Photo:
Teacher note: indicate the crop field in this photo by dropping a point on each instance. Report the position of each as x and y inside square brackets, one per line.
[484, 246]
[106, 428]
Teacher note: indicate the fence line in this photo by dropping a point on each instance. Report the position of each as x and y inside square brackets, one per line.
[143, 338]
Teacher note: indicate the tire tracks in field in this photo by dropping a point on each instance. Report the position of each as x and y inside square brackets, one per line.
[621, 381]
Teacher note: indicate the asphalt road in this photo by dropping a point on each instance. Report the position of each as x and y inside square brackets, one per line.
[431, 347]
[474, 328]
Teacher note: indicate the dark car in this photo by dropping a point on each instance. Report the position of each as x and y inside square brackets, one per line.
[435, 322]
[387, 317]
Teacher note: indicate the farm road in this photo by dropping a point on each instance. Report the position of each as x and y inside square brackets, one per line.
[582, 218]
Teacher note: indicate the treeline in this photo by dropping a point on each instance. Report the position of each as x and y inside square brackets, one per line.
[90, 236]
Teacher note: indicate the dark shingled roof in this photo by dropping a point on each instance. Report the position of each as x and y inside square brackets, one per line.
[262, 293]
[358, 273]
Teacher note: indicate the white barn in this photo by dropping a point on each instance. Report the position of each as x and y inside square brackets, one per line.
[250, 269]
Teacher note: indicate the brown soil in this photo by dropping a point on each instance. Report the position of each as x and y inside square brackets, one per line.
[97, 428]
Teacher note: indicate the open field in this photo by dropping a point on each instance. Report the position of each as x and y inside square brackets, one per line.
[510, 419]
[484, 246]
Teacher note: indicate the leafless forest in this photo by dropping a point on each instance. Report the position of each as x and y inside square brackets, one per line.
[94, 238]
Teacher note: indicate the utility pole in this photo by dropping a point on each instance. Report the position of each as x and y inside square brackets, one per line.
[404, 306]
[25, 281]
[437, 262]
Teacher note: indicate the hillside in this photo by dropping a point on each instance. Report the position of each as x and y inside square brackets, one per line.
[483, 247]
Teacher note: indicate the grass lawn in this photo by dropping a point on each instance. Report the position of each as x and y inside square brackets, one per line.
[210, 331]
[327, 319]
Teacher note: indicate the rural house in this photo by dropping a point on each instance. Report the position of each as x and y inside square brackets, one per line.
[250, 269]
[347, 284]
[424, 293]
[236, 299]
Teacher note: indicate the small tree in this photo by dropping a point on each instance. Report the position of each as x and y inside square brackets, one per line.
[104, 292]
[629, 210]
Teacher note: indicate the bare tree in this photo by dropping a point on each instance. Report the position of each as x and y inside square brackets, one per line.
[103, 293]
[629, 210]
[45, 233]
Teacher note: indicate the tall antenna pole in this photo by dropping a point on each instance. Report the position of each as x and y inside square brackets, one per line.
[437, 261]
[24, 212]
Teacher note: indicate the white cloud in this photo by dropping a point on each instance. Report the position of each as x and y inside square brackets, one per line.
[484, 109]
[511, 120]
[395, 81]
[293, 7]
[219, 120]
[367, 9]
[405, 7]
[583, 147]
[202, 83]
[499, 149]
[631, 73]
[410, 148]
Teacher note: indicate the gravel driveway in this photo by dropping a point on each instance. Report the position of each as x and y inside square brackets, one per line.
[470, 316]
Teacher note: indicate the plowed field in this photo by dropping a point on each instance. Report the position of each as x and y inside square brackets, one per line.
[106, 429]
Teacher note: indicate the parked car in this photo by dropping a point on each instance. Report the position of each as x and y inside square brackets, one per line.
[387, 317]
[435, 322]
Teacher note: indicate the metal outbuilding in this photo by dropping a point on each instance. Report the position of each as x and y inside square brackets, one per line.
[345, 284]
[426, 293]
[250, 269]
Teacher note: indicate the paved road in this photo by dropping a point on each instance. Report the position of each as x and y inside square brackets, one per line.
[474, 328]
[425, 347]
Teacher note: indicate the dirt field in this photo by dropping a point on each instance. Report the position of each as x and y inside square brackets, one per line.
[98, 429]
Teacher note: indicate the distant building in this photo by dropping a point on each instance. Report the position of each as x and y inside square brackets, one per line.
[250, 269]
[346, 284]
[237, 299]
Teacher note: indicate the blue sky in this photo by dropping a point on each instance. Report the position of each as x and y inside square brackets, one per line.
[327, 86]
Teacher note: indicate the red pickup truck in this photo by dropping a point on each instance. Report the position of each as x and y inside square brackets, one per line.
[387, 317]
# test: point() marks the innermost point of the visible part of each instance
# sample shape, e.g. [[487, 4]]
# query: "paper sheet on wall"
□ □ □ □
• **Written problem**
Can you reproduce every one of the lines above word for word, with nothing changed, added, or left out?

• **Expected output**
Photo:
Teacher note: indicate the crop field in this photo by dropping a point on each instance. Report the position of each as x and y inside square brackets, one per line.
[484, 246]
[106, 428]
Teacher note: indicate the fence line in this photo by dropping a point on each instance. Report the position of each as x and y inside square brackets, one per line.
[143, 338]
Teacher note: indicate the tire tracks in field in this photo by dropping a point on each instance. Report the position of each as x and y inside square brackets, one per line.
[621, 381]
Teacher note: indicate the asphalt road in this photo by dropping a point on each instance. Report the position of each as x and y inside square brackets, one per line.
[431, 347]
[474, 328]
Teacher note: indicate the dark car in this photo by dropping a point on each instance. Report the position of each as x and y inside square brackets, one per line.
[435, 322]
[387, 317]
Teacher note: indicate the farm road in this photo by dropping a point on each instance. Report the position of each as x and y inside square brackets, one per line.
[582, 218]
Teacher note: indicate the treeline in this photo by dropping a point on each instance. Report the position of each as x and y inside square brackets, one per line.
[90, 236]
Teacher note: indicate the dark shingled roof in this photo by dropping a point on each instance. Report the position of each as x and y inside square brackets, one per line.
[262, 293]
[358, 273]
Teacher note: indicate the white barn in this photo by dropping a point on each instance. Report the position of each as x and y inside square brackets, one per line.
[250, 269]
Teacher note: indicate the brown soil in this photo by dropping a point on each instance. Report the position of each as x and y inside square brackets, one per line.
[97, 428]
Teacher note: indicate the open field in this photo by dropping a point on each instance. Report the position of each as x and y inside square brackets, one per line.
[510, 419]
[484, 246]
Teacher note: indicate the leafless forest in this photo by dropping a point on each instance. Report the position of each as x and y inside square brackets, one per line.
[94, 238]
Teacher note: indicate the utility pole in this photo by dropping a point on each instance. Report the position of each as x and y inside square brackets, one per line.
[404, 306]
[25, 281]
[437, 262]
Teacher note: indicate the hillside in this photo by dropping a point on each instance. Report the position of each as x and y inside square brackets, one per line.
[483, 247]
Teacher note: indicate the grass lawn in this photo by dropping a point on each instance. Report the position of each as x and y inside square brackets, one per line.
[210, 331]
[327, 319]
Teacher note: indicate the rural house in this photo by dropping a point on each instance. Report the position of each as x and y inside square brackets, one per line.
[250, 269]
[347, 284]
[424, 293]
[236, 299]
Teacher note: indicate the small tree in this photo by dropping a point on each instance. Report the position of each as x and y inside square brackets, one per line.
[104, 292]
[629, 210]
Teacher note: indicate the bare tree in this photo by dropping a point on each instance. Report the position of each as x and y inside square brackets, one per line.
[103, 293]
[629, 210]
[45, 233]
Teacher note: indicate the tall antenna pole in this photo by dropping a point on each instance. Report the position of each as x and y inside square brackets, one per line.
[437, 261]
[24, 212]
Teacher note: indicate the white cloud in this photo by dropping a point on each instance. Report the position of each as x and y inside square brackets, one per line.
[484, 109]
[511, 120]
[395, 81]
[293, 7]
[219, 120]
[367, 9]
[405, 7]
[583, 147]
[202, 83]
[499, 149]
[631, 73]
[410, 148]
Teacher note: indicate the gravel driveway in this photo by dropping a point on each instance. Report the position of each as x and y inside square brackets, one per line.
[470, 316]
Teacher note: indicate the plowed field in this photo by dropping a point on each instance. Report the position of each as x and y inside square brackets, one per line.
[106, 429]
Teacher note: indicate the parked car in this photo by dropping a point on each instance. Report the position of each as x and y inside square brackets, one per line.
[387, 317]
[435, 322]
Teacher note: indicate the metal outbuilding in this photo by dropping a point on each instance. Report the position of each as x and y inside square brackets, one per line.
[345, 284]
[426, 293]
[250, 269]
Teacher note: indicate the paved road in this photo by dropping a point on each instance. Report the position of each as x and y inside square brackets, one per line.
[474, 328]
[425, 347]
Teacher note: indicate the dirt field in this photo by dropping a point on each instance. Report the position of each as x and y inside square brackets, one per line.
[98, 429]
Teacher note: indicate the distant building in this photo by dropping a point on each instance. Report the position of each as x and y inside square brackets, one per line.
[250, 269]
[346, 284]
[237, 299]
Teacher note: indicate the blue sky in this photo by dropping a point on each instance. Report the position of each as x and y inside square brackets, one per line.
[327, 86]
Teacher note: indicate the red pickup truck in this photo by dropping a point on each instance. Report the position of each as x and y inside square brackets, one per line.
[387, 317]
# test: point() marks the innermost point of the visible part of each instance
# sample shape, e.g. [[487, 4]]
# query: "paper sheet on wall"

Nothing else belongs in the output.